⟨

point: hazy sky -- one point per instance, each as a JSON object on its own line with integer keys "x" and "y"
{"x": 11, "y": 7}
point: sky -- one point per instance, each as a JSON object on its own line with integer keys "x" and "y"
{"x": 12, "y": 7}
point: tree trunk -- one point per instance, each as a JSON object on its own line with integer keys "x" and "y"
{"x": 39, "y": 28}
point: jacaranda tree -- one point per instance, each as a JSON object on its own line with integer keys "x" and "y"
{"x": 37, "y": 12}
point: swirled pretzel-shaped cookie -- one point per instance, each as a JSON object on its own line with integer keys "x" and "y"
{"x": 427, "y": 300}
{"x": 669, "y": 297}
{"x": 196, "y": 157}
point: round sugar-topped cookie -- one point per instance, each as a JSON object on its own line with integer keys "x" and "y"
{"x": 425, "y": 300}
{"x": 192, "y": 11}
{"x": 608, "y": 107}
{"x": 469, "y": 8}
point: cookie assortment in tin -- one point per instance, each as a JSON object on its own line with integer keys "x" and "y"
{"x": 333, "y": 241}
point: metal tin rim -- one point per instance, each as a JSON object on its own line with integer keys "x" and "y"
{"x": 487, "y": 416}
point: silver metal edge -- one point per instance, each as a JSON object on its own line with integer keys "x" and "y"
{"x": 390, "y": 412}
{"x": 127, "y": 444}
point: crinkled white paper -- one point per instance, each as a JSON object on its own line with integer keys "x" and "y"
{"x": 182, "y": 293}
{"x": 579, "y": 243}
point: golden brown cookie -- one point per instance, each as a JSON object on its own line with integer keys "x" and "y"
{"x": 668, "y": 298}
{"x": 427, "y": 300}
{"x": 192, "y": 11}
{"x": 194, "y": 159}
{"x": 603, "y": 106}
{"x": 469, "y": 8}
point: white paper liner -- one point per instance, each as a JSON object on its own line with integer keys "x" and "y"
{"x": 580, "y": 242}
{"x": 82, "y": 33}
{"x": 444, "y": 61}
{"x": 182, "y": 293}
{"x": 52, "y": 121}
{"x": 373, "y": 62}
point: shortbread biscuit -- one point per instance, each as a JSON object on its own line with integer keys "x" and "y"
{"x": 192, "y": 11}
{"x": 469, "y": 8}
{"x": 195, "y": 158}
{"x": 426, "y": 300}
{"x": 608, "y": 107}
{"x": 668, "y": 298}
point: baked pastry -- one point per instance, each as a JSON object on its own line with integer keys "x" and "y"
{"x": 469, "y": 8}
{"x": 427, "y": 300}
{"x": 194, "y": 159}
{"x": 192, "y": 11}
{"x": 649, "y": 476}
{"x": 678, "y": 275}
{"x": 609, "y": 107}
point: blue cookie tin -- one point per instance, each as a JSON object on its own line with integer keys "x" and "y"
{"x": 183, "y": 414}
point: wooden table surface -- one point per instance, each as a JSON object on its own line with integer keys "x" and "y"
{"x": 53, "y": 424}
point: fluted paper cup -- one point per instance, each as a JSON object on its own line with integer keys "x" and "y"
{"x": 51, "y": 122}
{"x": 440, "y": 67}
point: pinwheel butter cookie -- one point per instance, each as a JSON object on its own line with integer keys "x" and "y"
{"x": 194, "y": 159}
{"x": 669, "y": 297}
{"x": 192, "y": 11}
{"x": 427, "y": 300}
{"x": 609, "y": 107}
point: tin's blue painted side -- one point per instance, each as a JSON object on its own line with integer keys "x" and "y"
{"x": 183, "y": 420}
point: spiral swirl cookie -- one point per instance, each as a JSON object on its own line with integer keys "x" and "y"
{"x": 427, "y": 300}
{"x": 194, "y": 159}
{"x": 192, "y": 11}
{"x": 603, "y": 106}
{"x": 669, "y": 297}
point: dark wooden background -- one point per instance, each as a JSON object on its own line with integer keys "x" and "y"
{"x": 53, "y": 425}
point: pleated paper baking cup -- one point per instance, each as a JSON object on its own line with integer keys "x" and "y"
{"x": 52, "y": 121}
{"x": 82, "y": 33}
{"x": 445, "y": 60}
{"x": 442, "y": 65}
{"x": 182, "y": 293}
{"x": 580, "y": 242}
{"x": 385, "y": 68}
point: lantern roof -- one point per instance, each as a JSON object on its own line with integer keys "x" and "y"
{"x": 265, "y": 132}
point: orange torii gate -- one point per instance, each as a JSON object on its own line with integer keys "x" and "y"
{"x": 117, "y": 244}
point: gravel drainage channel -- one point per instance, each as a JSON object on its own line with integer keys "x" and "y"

⟩

:: What the task asks ::
Can you reproduce all of the material above, line for line and without changing anything?

:: Solution ::
point: hazy sky -- one point per instance, each as a JSON object on its own line with integer keys "x" and "y"
{"x": 11, "y": 7}
point: sky -- one point per instance, each as a JSON object on its own line with integer keys "x" and "y"
{"x": 12, "y": 7}
point: tree trunk -- one point per instance, each as a JSON object on its own line with integer keys "x" and "y"
{"x": 39, "y": 28}
point: jacaranda tree -- one point per instance, each as a JSON object on its own line with integer keys "x" and "y"
{"x": 37, "y": 12}
point: swirled pretzel-shaped cookie -- one point per instance, each as a JSON object on its own line with integer keys "x" and "y"
{"x": 427, "y": 300}
{"x": 669, "y": 297}
{"x": 196, "y": 157}
point: round sugar-topped cookie -- one point per instance, each as a JSON object on its own line with integer keys "x" and "y"
{"x": 425, "y": 300}
{"x": 192, "y": 11}
{"x": 608, "y": 107}
{"x": 469, "y": 8}
point: cookie assortment in tin -- one point per instance, each as a JSON object on its own line with integer keys "x" and "y"
{"x": 333, "y": 241}
point: metal tin rim -- one point per instance, each as a JSON object on its own line with integer keys "x" and "y"
{"x": 487, "y": 416}
point: silver metal edge -- one point per instance, each as a JSON object on its own line with integer keys "x" and "y"
{"x": 390, "y": 412}
{"x": 127, "y": 444}
point: crinkled white paper -- one point per instance, each as a JSON object on its own line with integer keys "x" and "y"
{"x": 182, "y": 293}
{"x": 579, "y": 243}
point: golden brown cookie -- one point per instance, each as a JSON object on its own line with integer keys "x" and "y"
{"x": 668, "y": 298}
{"x": 427, "y": 300}
{"x": 192, "y": 11}
{"x": 194, "y": 159}
{"x": 603, "y": 106}
{"x": 469, "y": 8}
point: white paper liner -- one point per instance, each as a JSON object on its own line with integer keys "x" and "y"
{"x": 580, "y": 242}
{"x": 82, "y": 33}
{"x": 444, "y": 61}
{"x": 182, "y": 293}
{"x": 52, "y": 121}
{"x": 373, "y": 62}
point: shortbread biscuit -- one point per instance, each as a JSON object on its own line with integer keys "x" and "y"
{"x": 192, "y": 11}
{"x": 469, "y": 8}
{"x": 195, "y": 158}
{"x": 426, "y": 300}
{"x": 608, "y": 107}
{"x": 668, "y": 298}
point: baked pastry -- one point per instance, each as a JSON object on its own line with integer keys "x" and "y"
{"x": 469, "y": 8}
{"x": 427, "y": 300}
{"x": 194, "y": 159}
{"x": 192, "y": 11}
{"x": 649, "y": 476}
{"x": 678, "y": 275}
{"x": 609, "y": 107}
point: blue cookie tin -- one point per instance, each as a JSON object on its own line with integer keys "x" and "y"
{"x": 183, "y": 414}
point: wooden table surface -- one point per instance, each as a JSON object on its own line with integer keys "x" and "y"
{"x": 53, "y": 424}
point: fluted paper cup -- one point per instance, each as a JSON object on its own line with integer keys "x" and "y"
{"x": 51, "y": 122}
{"x": 440, "y": 67}
point: pinwheel butter cookie -- one point per instance, each as a JSON object on its own line with integer keys "x" and "y"
{"x": 194, "y": 159}
{"x": 669, "y": 297}
{"x": 192, "y": 11}
{"x": 427, "y": 300}
{"x": 609, "y": 107}
point: tin's blue painted side -- one point per instance, each as a JSON object on its own line with integer keys "x" and "y"
{"x": 183, "y": 420}
point: spiral swirl cookie -- one point per instance, each as a JSON object on its own line with integer keys "x" and "y"
{"x": 427, "y": 300}
{"x": 194, "y": 159}
{"x": 192, "y": 11}
{"x": 603, "y": 106}
{"x": 669, "y": 297}
point: dark wooden background -- one point per instance, each as a JSON object on its own line with integer keys "x" and "y"
{"x": 53, "y": 425}
point: pleated paper baking cup -- one point per instance, each as a JSON object on its own line with integer keys "x" and "y"
{"x": 52, "y": 121}
{"x": 82, "y": 33}
{"x": 445, "y": 60}
{"x": 442, "y": 65}
{"x": 182, "y": 293}
{"x": 580, "y": 242}
{"x": 385, "y": 68}
point: lantern roof -- one point per instance, each as a JSON object on its own line with integer keys "x" and "y"
{"x": 265, "y": 132}
point: orange torii gate -- one point per instance, each as a JSON object on its own line with integer keys "x" and "y"
{"x": 117, "y": 244}
point: gravel drainage channel -- one point per instance, each as a JSON object on its own line with integer keys "x" and "y"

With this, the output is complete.